(Records of labeled points)
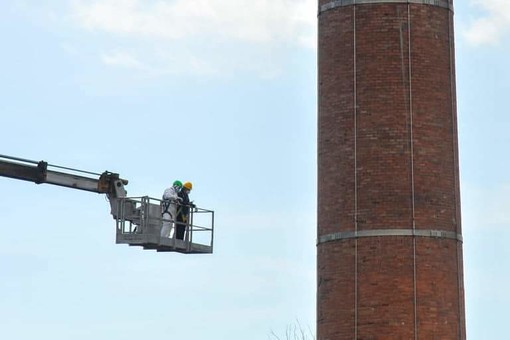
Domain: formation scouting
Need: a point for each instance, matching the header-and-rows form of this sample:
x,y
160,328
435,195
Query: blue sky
x,y
221,93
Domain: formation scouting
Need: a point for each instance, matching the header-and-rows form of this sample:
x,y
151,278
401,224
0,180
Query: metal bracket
x,y
390,232
448,4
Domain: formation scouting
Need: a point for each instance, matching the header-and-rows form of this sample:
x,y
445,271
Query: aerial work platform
x,y
139,222
138,219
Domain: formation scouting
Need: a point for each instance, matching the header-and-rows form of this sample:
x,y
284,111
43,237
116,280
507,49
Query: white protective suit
x,y
169,210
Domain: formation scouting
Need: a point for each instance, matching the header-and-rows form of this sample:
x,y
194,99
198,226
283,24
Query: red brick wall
x,y
388,159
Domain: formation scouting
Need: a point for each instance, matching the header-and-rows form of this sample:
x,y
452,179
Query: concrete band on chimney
x,y
341,3
389,243
391,232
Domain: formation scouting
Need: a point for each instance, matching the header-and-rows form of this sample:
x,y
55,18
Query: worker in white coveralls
x,y
169,207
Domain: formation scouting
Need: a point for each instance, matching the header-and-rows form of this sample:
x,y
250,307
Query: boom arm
x,y
108,183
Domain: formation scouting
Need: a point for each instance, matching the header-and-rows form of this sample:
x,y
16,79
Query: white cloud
x,y
123,59
490,28
261,21
197,37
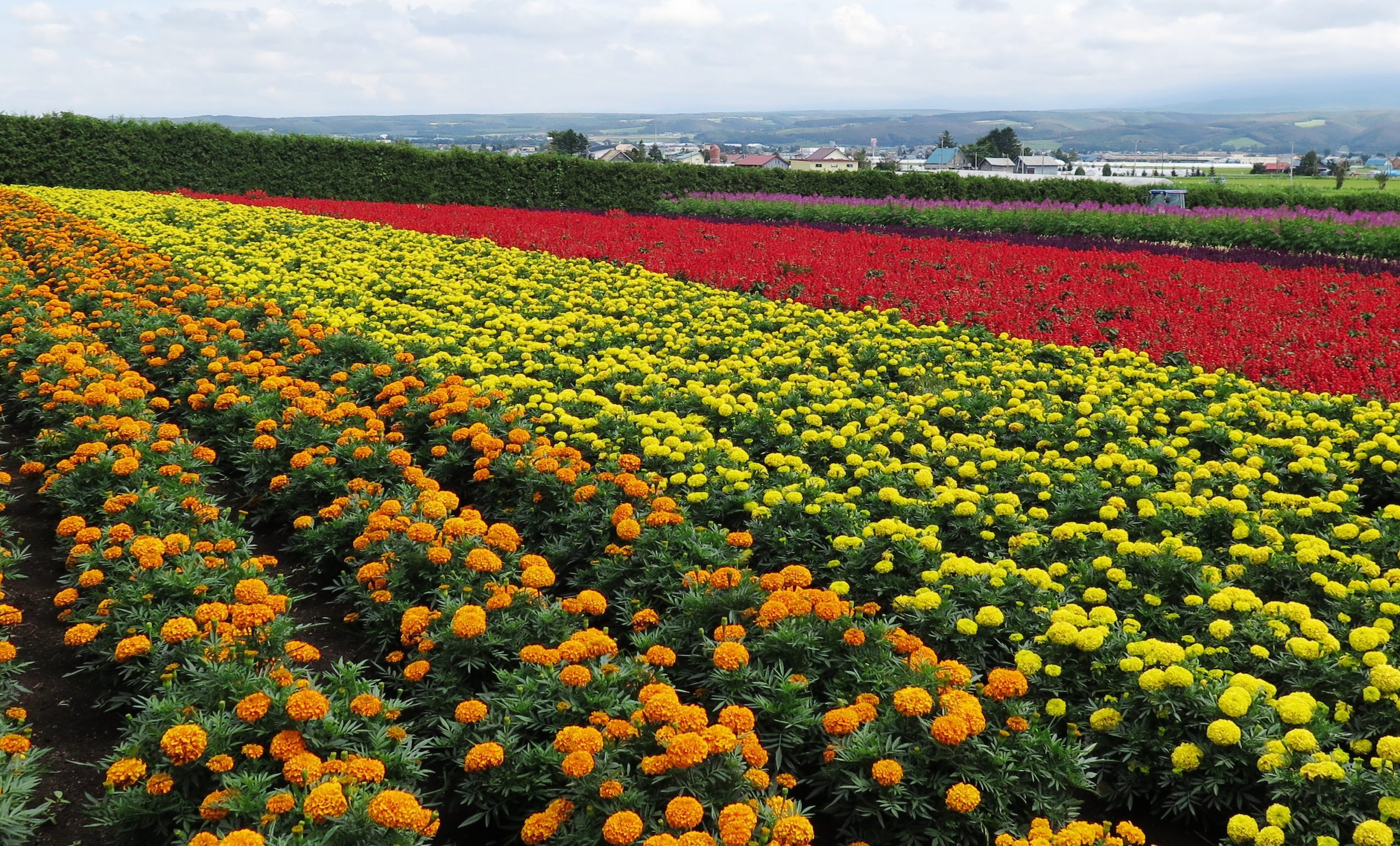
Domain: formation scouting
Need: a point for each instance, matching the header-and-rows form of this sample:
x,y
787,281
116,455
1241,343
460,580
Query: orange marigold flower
x,y
503,535
303,768
842,720
576,675
253,708
886,772
913,702
793,831
737,717
578,765
286,743
366,705
160,785
396,809
1003,684
731,656
212,807
949,729
325,800
300,650
483,757
737,824
184,744
688,750
684,813
307,705
471,710
609,789
622,828
220,764
660,656
962,797
125,772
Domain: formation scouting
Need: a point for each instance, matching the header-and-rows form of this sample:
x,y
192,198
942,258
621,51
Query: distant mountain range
x,y
1371,131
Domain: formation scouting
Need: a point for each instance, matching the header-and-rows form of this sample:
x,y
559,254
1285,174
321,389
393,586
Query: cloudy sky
x,y
294,58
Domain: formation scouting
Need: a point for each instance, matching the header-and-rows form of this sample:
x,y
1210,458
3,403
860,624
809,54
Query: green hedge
x,y
80,151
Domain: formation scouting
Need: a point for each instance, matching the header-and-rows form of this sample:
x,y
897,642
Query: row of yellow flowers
x,y
1147,544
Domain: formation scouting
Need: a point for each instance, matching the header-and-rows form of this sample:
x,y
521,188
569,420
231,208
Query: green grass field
x,y
1273,183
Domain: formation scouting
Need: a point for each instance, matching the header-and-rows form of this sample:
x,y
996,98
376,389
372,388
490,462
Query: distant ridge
x,y
1376,131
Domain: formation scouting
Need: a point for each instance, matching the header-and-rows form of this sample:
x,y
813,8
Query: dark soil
x,y
65,709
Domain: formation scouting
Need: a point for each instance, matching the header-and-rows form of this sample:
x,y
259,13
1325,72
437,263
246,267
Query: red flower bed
x,y
1312,328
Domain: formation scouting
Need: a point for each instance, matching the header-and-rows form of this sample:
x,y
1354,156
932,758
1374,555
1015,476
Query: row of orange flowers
x,y
233,734
19,757
649,730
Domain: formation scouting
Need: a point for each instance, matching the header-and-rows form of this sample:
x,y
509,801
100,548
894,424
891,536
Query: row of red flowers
x,y
1312,328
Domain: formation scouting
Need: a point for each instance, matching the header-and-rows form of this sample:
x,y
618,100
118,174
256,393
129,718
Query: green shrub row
x,y
80,151
1291,235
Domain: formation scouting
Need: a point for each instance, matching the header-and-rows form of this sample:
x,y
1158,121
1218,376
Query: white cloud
x,y
276,58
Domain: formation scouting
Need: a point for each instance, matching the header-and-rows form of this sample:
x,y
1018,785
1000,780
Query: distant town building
x,y
1000,166
944,159
766,160
825,160
1041,164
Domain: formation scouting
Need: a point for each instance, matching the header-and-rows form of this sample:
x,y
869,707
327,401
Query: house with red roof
x,y
826,160
766,160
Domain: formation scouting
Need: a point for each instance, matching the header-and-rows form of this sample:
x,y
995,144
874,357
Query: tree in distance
x,y
568,142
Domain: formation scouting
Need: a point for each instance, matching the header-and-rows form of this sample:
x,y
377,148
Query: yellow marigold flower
x,y
1223,733
1105,719
1373,832
731,656
1186,757
1242,828
160,784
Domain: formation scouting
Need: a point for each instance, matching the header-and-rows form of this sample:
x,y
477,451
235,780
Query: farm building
x,y
761,161
946,159
825,160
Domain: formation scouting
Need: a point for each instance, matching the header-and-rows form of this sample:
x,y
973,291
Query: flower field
x,y
1311,328
634,559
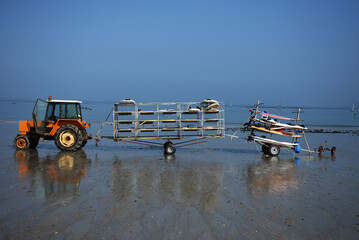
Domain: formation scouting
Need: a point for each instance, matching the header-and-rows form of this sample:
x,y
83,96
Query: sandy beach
x,y
221,189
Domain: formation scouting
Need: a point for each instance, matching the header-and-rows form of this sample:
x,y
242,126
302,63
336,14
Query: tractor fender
x,y
62,122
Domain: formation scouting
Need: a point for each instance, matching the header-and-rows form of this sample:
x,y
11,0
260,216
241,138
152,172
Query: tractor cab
x,y
47,113
58,120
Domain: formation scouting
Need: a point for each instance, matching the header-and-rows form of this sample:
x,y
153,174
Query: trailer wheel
x,y
273,150
68,138
333,150
22,142
168,142
170,149
265,149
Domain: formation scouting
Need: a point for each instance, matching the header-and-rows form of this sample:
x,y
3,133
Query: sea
x,y
235,115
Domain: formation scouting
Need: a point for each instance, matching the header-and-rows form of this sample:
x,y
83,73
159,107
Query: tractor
x,y
58,120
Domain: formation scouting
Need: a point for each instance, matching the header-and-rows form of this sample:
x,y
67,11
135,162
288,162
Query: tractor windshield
x,y
58,111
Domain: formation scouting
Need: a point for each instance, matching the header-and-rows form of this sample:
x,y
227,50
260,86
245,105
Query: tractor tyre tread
x,y
78,141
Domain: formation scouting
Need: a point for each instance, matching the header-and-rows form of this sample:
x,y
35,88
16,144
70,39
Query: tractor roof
x,y
63,101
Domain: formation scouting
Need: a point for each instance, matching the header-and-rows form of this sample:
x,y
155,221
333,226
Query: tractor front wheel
x,y
68,138
273,150
22,142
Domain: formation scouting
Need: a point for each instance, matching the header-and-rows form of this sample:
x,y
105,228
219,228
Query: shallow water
x,y
221,189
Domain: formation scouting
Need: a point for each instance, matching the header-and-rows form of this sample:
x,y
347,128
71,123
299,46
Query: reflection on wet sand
x,y
51,175
172,181
272,175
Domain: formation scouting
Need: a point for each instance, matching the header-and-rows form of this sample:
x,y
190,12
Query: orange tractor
x,y
58,120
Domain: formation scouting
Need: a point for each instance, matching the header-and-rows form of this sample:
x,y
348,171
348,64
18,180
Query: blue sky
x,y
290,52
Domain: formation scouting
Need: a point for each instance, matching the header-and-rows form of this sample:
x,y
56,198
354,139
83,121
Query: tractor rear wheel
x,y
34,141
68,138
22,142
273,150
265,149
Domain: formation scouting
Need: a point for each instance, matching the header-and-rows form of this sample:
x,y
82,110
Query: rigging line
x,y
239,128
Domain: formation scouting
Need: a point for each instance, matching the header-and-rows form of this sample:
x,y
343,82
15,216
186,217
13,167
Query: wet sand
x,y
221,189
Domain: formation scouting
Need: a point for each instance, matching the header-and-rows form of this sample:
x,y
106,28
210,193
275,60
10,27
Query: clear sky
x,y
303,52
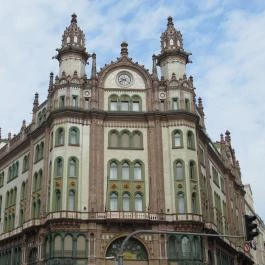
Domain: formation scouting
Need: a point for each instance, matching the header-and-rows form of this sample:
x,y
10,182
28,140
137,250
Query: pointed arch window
x,y
181,203
113,103
113,170
137,171
59,167
113,201
177,139
59,136
113,139
125,170
74,136
57,204
71,200
190,140
192,169
73,167
138,204
179,170
126,202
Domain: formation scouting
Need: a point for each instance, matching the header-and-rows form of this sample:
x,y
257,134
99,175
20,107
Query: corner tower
x,y
72,56
173,58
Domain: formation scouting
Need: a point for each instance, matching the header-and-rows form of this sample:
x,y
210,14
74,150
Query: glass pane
x,y
113,105
136,106
181,203
124,105
125,171
113,202
113,171
137,174
138,202
126,202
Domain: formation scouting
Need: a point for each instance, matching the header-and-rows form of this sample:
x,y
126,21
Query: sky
x,y
226,38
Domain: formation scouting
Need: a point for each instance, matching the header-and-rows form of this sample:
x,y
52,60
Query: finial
x,y
170,21
154,70
94,66
124,49
73,20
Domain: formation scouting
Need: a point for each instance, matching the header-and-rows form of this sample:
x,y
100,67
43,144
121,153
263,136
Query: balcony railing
x,y
140,216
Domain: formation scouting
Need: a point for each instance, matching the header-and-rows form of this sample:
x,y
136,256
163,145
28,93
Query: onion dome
x,y
73,40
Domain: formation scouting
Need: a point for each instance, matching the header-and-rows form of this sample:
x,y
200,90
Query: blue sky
x,y
226,38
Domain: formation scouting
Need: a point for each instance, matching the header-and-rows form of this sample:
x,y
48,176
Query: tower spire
x,y
72,55
173,58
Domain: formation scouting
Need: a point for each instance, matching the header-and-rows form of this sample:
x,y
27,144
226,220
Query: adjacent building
x,y
115,151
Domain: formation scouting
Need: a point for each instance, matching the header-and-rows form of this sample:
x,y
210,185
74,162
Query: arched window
x,y
113,139
71,200
59,136
177,138
57,201
74,136
136,103
113,170
137,171
113,201
190,140
192,168
72,167
181,203
125,139
59,167
124,103
125,171
138,203
113,102
186,247
179,170
193,203
68,246
126,202
137,139
187,104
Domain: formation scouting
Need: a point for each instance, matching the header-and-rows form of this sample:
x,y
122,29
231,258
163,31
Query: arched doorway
x,y
134,251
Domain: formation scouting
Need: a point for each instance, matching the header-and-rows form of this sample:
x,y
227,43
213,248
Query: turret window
x,y
175,104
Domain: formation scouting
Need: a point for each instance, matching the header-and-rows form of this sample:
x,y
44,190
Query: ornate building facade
x,y
119,151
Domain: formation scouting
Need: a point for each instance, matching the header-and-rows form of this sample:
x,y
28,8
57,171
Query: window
x,y
59,167
125,139
177,139
75,101
179,170
137,171
193,203
57,204
190,140
125,171
72,167
126,202
113,201
74,136
62,102
181,203
192,168
59,136
175,104
113,139
187,104
138,202
113,170
71,200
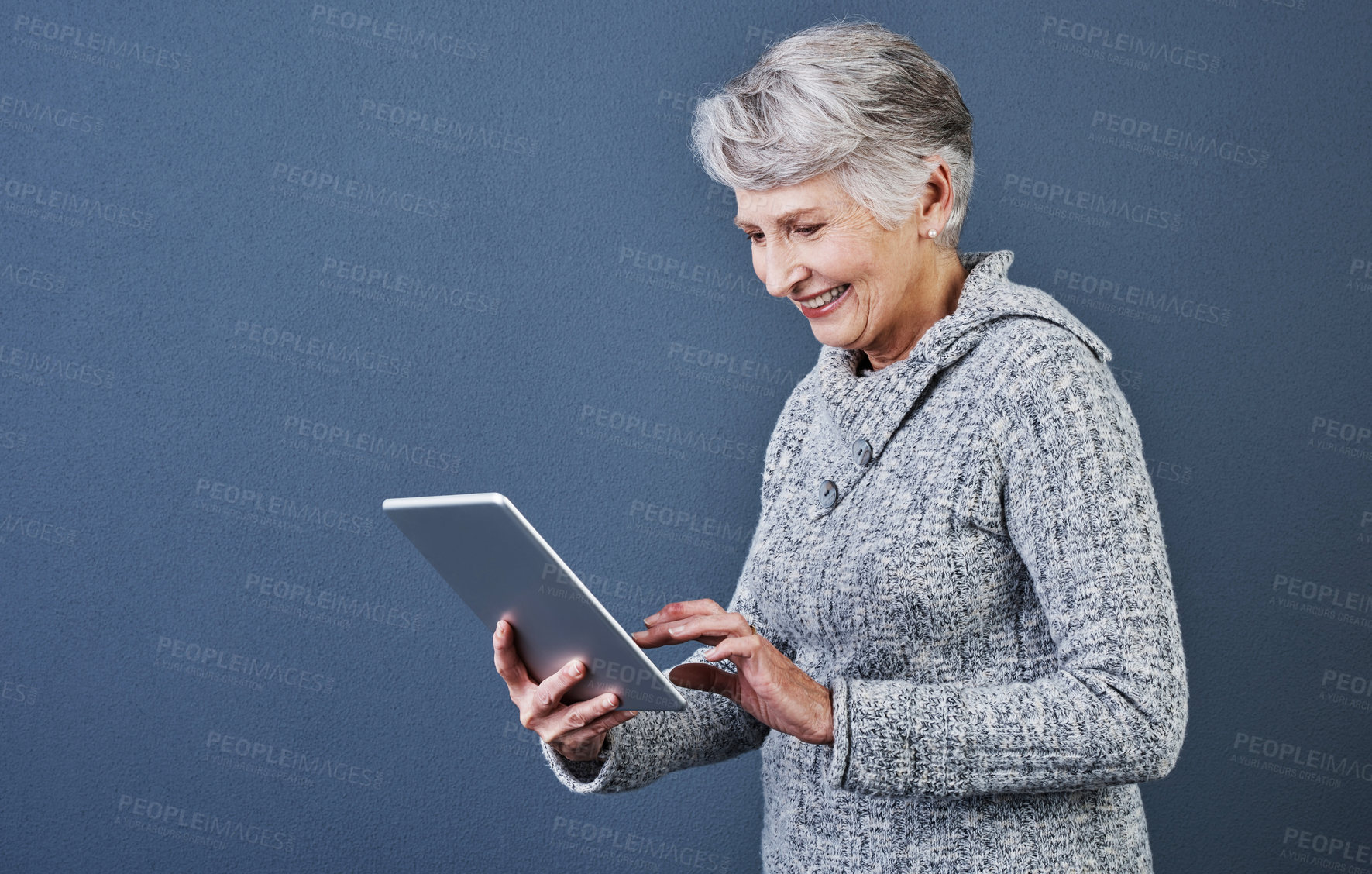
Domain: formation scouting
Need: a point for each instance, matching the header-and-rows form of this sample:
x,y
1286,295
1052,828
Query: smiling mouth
x,y
822,298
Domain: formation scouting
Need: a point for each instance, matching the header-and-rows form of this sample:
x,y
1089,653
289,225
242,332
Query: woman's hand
x,y
578,730
767,685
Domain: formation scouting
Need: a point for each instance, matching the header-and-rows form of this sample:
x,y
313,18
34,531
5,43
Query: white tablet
x,y
503,568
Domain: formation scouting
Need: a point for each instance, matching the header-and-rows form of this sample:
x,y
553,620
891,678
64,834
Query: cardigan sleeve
x,y
656,742
1083,516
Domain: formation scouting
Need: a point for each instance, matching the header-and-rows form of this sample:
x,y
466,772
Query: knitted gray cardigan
x,y
989,598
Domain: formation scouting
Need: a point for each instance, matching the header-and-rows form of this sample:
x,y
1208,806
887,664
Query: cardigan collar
x,y
872,407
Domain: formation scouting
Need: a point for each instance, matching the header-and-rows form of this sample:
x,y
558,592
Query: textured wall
x,y
265,265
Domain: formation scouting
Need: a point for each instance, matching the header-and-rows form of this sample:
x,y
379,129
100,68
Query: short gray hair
x,y
848,98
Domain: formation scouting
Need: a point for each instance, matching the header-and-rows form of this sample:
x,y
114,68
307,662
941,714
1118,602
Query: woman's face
x,y
811,238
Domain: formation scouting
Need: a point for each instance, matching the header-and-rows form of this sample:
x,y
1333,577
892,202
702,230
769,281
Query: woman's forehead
x,y
790,203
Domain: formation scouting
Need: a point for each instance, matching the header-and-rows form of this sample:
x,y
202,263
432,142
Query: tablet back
x,y
503,568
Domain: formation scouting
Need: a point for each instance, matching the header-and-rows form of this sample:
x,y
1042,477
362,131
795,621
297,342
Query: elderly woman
x,y
954,635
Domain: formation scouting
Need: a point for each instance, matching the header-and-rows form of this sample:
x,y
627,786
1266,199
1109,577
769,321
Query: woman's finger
x,y
707,678
508,663
736,648
576,717
597,726
706,628
549,693
681,610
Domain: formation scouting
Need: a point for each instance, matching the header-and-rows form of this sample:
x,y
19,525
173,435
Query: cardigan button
x,y
827,493
862,453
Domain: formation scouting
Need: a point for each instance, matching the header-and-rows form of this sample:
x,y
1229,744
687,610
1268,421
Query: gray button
x,y
827,493
862,453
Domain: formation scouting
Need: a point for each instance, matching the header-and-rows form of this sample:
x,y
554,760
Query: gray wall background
x,y
265,265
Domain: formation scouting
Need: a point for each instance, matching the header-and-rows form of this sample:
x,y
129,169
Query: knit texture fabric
x,y
989,600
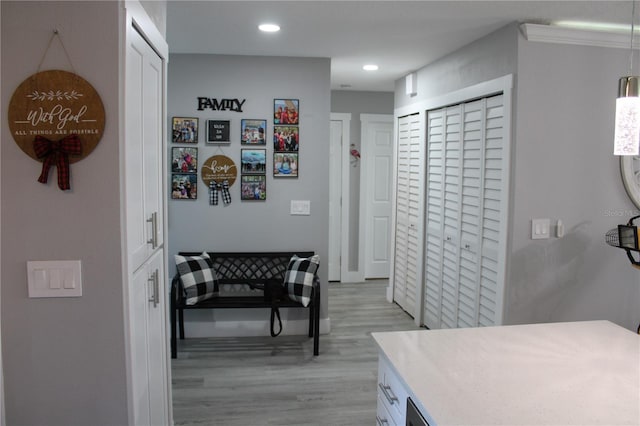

*Problem description*
From the listing, pull out every line containing the word "button" and list those lines.

*Solved exercise*
Query: cardigan button
Query: gray button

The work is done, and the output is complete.